▸ **Task objective**
Using the records that appear below, write out exactly the lines from the one with "arch in this photo." through the one with "patch in this photo.", keeping both end lines.

▸ **Referring expression pointing data**
★ ★ ★
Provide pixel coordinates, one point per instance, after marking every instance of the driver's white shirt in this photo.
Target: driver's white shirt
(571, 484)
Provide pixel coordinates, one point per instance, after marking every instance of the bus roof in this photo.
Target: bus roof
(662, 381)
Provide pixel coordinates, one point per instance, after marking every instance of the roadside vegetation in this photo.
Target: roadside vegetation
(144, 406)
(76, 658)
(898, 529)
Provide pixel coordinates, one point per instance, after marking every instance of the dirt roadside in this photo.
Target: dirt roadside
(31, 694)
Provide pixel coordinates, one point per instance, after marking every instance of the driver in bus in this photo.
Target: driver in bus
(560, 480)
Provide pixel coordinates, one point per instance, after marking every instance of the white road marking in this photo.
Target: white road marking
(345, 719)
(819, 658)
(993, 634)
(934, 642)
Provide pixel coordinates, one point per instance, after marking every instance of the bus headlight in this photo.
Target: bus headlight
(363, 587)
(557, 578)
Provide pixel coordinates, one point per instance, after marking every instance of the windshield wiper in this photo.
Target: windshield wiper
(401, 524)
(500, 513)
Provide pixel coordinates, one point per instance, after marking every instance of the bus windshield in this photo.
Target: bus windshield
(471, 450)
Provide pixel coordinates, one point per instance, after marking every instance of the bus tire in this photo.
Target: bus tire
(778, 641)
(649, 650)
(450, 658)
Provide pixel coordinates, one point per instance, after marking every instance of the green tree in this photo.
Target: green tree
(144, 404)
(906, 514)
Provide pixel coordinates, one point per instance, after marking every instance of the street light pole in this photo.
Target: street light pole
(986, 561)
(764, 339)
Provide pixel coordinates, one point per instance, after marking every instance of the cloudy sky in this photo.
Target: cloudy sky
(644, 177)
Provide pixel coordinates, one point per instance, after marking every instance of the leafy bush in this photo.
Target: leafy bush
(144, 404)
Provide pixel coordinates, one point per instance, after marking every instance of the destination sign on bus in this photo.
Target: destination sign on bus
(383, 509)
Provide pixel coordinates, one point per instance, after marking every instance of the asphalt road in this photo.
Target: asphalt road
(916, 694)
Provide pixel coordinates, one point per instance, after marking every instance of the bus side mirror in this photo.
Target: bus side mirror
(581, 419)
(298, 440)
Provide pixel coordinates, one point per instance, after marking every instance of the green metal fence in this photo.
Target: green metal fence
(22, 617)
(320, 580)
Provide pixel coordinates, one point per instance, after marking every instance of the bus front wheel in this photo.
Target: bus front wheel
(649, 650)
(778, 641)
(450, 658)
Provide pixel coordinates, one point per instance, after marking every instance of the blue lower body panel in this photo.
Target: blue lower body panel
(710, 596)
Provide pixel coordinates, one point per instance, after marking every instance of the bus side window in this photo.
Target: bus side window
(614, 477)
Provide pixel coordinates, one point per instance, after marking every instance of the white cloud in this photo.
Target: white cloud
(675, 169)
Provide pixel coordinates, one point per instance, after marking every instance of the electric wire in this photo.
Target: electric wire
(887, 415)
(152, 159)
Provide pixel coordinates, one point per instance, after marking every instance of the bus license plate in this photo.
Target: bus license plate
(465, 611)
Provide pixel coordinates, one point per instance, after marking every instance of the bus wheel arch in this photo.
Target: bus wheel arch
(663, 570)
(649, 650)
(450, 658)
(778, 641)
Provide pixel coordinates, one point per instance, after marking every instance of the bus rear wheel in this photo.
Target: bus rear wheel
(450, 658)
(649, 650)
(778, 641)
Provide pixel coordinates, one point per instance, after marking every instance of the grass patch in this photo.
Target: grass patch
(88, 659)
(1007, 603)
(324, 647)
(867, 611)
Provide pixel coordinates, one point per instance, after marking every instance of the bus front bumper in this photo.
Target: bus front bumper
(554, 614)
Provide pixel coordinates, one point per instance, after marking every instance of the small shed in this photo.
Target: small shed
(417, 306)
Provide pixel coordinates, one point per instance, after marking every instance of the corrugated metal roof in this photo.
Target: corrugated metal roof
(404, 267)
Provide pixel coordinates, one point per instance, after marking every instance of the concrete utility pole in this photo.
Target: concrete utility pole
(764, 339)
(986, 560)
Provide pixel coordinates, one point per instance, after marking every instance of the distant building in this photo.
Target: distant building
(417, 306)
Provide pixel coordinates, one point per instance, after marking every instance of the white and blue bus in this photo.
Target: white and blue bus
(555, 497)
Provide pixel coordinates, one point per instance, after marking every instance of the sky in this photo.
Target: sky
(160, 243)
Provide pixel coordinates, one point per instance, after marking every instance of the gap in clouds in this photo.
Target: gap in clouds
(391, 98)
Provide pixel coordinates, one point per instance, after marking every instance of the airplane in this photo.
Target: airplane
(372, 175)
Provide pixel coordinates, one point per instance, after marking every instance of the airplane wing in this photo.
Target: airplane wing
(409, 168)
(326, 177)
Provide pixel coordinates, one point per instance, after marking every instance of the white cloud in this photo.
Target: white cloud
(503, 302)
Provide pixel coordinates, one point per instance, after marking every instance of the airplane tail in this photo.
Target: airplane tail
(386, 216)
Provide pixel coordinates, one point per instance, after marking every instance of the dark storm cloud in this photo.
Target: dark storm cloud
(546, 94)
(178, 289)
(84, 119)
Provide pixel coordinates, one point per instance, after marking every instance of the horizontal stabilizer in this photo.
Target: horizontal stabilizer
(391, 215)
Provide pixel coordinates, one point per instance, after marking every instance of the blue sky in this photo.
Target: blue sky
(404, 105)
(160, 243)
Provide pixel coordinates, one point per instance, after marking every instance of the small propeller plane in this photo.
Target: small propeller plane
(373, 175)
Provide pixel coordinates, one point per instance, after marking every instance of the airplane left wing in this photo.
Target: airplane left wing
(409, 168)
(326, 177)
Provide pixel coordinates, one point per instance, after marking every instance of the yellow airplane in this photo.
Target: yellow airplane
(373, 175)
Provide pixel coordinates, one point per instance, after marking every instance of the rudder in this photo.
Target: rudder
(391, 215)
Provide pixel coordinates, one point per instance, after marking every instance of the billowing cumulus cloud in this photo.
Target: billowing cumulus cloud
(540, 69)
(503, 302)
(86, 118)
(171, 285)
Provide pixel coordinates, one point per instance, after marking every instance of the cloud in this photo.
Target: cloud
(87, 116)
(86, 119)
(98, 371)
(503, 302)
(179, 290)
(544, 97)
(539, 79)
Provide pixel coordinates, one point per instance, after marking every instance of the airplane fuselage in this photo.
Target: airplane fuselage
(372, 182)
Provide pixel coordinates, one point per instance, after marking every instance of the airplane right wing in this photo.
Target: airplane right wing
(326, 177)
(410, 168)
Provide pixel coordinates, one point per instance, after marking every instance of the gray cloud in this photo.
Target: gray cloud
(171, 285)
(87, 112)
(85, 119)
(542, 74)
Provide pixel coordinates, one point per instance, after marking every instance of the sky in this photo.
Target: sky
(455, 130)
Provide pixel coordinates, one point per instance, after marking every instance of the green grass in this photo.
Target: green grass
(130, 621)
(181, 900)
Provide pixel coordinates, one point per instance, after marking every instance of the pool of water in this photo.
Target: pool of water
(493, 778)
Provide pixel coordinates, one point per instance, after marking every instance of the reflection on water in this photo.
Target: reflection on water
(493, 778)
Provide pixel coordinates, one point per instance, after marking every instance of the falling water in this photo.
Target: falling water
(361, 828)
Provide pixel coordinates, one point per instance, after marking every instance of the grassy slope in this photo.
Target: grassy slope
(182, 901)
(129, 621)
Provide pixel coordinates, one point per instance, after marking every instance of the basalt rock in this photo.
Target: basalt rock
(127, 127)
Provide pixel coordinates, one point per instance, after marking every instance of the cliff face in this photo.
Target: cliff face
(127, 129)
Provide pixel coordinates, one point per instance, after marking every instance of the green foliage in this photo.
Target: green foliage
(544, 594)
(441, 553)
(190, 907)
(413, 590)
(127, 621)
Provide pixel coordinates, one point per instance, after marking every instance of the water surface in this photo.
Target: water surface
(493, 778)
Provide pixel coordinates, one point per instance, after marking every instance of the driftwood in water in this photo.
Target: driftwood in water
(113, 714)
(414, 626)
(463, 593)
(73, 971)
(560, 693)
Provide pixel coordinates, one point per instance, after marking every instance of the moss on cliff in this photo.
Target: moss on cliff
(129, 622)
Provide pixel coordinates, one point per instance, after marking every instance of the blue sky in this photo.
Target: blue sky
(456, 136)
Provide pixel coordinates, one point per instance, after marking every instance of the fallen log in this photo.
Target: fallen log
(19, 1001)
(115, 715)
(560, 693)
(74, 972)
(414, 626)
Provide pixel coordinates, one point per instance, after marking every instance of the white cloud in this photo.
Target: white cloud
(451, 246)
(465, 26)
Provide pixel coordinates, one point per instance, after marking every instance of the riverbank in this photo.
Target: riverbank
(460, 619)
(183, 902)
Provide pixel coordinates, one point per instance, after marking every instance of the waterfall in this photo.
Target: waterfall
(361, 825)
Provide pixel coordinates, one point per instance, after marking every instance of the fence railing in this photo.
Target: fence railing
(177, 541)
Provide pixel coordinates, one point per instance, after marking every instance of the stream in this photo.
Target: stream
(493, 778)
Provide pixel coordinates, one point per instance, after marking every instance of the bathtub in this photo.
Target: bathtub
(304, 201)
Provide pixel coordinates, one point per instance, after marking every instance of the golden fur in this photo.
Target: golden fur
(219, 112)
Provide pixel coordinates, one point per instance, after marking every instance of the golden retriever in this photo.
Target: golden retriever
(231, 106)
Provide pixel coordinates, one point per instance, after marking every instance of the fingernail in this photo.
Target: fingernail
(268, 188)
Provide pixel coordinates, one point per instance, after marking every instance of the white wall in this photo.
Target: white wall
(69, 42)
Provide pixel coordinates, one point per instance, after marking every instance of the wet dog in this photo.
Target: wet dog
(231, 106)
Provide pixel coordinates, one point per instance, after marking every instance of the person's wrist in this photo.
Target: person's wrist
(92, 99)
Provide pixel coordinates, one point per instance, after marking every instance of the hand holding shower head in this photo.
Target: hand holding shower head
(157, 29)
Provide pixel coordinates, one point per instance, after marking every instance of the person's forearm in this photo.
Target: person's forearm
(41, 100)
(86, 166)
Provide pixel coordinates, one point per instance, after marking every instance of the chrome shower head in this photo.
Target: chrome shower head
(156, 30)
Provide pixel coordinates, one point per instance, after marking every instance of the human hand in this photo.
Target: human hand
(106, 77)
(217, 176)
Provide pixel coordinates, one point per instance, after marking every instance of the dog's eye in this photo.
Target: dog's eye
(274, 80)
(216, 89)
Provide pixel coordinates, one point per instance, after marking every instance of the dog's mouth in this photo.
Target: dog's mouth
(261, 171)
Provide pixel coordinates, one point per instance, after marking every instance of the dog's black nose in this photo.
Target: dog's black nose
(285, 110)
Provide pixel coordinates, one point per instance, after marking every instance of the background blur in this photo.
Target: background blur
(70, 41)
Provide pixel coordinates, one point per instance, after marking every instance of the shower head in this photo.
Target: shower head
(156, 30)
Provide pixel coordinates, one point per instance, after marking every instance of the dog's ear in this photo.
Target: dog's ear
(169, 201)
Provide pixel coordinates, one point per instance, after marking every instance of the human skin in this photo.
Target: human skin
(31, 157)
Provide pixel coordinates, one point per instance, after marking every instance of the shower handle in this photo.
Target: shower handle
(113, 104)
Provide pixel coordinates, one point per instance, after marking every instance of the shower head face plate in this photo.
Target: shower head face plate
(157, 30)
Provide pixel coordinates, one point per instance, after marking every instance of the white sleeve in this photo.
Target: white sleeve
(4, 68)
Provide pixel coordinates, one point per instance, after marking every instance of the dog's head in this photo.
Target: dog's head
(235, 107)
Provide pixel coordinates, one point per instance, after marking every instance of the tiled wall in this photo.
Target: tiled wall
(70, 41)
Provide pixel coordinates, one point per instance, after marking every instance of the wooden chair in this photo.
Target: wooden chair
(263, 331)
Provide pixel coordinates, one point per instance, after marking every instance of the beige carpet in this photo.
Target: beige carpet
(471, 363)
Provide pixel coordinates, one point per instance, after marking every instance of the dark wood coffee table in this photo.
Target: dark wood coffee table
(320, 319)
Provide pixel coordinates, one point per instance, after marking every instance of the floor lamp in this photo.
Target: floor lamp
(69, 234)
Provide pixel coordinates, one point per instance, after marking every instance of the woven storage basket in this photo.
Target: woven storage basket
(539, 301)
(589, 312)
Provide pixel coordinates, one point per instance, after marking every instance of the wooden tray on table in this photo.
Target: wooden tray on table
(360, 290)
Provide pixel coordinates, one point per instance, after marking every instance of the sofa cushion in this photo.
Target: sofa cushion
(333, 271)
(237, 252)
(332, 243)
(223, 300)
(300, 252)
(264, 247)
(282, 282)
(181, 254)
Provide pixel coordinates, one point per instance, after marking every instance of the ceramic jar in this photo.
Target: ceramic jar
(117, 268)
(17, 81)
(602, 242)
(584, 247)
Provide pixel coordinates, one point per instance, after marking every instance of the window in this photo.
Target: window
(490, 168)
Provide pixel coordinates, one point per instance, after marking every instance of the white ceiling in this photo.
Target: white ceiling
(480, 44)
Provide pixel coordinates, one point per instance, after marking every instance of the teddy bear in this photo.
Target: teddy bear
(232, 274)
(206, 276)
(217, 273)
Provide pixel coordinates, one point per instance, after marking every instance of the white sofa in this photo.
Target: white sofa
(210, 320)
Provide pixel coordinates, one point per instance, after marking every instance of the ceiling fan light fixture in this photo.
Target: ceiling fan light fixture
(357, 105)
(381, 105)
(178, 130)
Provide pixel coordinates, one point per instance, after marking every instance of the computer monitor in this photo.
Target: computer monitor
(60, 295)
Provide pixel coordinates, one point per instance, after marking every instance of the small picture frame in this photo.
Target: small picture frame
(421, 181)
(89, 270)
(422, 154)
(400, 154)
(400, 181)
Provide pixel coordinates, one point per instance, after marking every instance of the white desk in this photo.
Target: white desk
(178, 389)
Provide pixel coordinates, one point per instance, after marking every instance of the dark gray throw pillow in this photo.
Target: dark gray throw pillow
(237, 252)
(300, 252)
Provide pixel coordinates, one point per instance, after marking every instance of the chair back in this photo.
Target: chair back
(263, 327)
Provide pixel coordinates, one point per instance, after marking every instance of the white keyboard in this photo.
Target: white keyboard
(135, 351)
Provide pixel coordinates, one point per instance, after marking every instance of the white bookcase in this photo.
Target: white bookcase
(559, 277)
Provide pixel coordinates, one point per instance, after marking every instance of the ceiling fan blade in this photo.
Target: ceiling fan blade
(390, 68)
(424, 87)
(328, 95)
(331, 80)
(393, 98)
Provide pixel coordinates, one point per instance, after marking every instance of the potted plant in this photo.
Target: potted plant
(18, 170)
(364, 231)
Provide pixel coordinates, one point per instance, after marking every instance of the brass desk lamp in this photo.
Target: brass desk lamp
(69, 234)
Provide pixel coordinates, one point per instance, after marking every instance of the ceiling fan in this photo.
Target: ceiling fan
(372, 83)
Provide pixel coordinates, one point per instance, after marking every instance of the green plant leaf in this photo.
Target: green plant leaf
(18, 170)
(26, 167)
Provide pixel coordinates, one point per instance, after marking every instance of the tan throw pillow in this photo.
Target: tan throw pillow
★ ★ ★
▸ **Exercise output**
Provide pixel coordinates, one point per instance, after marking every instance of the bus wheel arch in this photo.
Target: bus wheel arch
(663, 570)
(649, 650)
(450, 658)
(778, 641)
Provide pixel coordinates, one point per instance, after marking every instance of the bus rear wheel in this photo.
Target: bus rear wheel
(450, 658)
(649, 650)
(778, 641)
Provide pixel coordinates, one point per instance, after marking every instance of the grass patch in this photo.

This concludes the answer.